Start of Extract to read

  4. Unanswered questions
    Inadequate information still exists with respect to antibiotics in the following areas:
    1. Effect of antibiotics on secondary transmission
      • There are insufficient data examining the effect of antibiotics on secondary transmission of cholera. However, in published studies to date, antibiotics have not been shown to decrease secondary transmission of cholera within households.
    2. Utility of antibiotics when aggressive rehydration is not possible
      • Because studies on antibiotic treatment for cholera were conducted in patients who received adequate rehydration, the effect of antibiotics in settings where this is not possible remains unclear.
  5. Summary of antibiotic treatment recommendations
    Antibiotics are recommended in cholera-infected patients with serious dehydration, or moderate dehydration with continuing net fluid losses despite rehydration. Antibiotics should not be used as prophylaxis for cholera prevention (except in specific institutional settings, such as prisons or psychiatric institutions), and should be used in conjunction with aggressive hydration 21. In addition, antimicrobial susceptibility testing should inform local drug choices. Antibiotic administration recommendations are provided below.

End of Extract to read
Start of The data

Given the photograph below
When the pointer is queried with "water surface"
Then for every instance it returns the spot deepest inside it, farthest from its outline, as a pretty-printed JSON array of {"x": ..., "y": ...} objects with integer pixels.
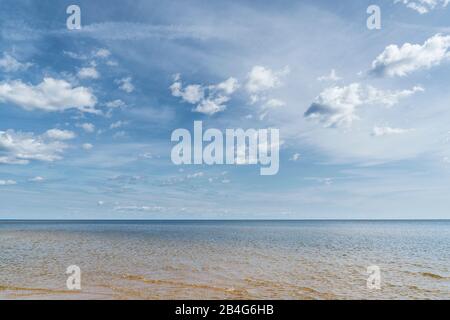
[{"x": 225, "y": 259}]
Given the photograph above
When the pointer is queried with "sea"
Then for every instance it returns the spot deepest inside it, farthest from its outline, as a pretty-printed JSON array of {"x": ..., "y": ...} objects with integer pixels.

End of The data

Activities:
A. Answer these questions using the cholera antibiotic guidance:
(i) Have antibiotics been shown in published studies to decrease secondary transmission of cholera within households?
(ii) Why does the effect of antibiotics stay unclear in settings where adequate rehydration is not possible?
(iii) What institutional settings are given as exceptions to the rule against using antibiotics as prophylaxis?
B. Turn the paragraph of the cholera antibiotic guidance that begins "Antibiotics are recommended in cholera-infected patients" into a short bulleted list that keeps its main facts.
C. Continue the cholera antibiotic guidance from its final sentence.

List of answers:
A.
(i) No, antibiotics have not been shown to decrease secondary transmission of cholera within households.
(ii) The studies on antibiotic treatment for cholera were conducted in patients who received adequate rehydration.
(iii) Prisons or psychiatric institutions.

B.
- Give antibiotics to cholera-infected patients with serious dehydration, or with moderate dehydration and continuing net fluid losses despite rehydration.
- Do not use antibiotics as prophylaxis for cholera prevention, except in specific institutional settings such as prisons or psychiatric institutions.
- Use antibiotics together with aggressive hydration.
- Let antimicrobial susceptibility testing inform local drug choices.

C.
    Table showing the recommendations for Cholera treatment with antibiotics
    Age group First-line drug choice Alternate drug choices
    Children <12 years old Doxycycline 2–4 mg/kg by mouth (per os, p.o.) single dose Azithromycin 20 mg/kg (max 1 g) p.o. single dose, or ciprofloxacin 20 mg/kg (max 1 g) p.o. single dose
    Childen ≥12 years old and adults, including pregnant women Doxycycline 300 mg p.o. single dose Azithromycin 1 g p.o. single dose, or ciprofloxacin 1 g p.o. single dose

    * Please note, due to space constraints, dosage information is not included in this table. Dosage treatment guidance can be found on WHO’s cholera outbreak response websiteexternal icon.

  1. Considerations
    • Do not over-emphasize antibiotic treatment of cholera at the expense of the recommended primary treatment of oral and intravenous rehydration.
    • Doxycycline costs approximately $0.02 per 100-mg tablet. Azithromycin costs approximately $0.16 per 250-mg tablet.
    • Antibiotics can cause nausea and vomiting. Gastrointestinal side effects should be carefully monitored, especially in dehydrated patients.
    • In general, antibiotics should not be given to cholera patients with only some or no diarrhea and/or dehydration.
    • Prospective surveillance for antibiotic resistance among bacterial isolates from any outbreak is essential for understanding and minimizing the spread of resistance.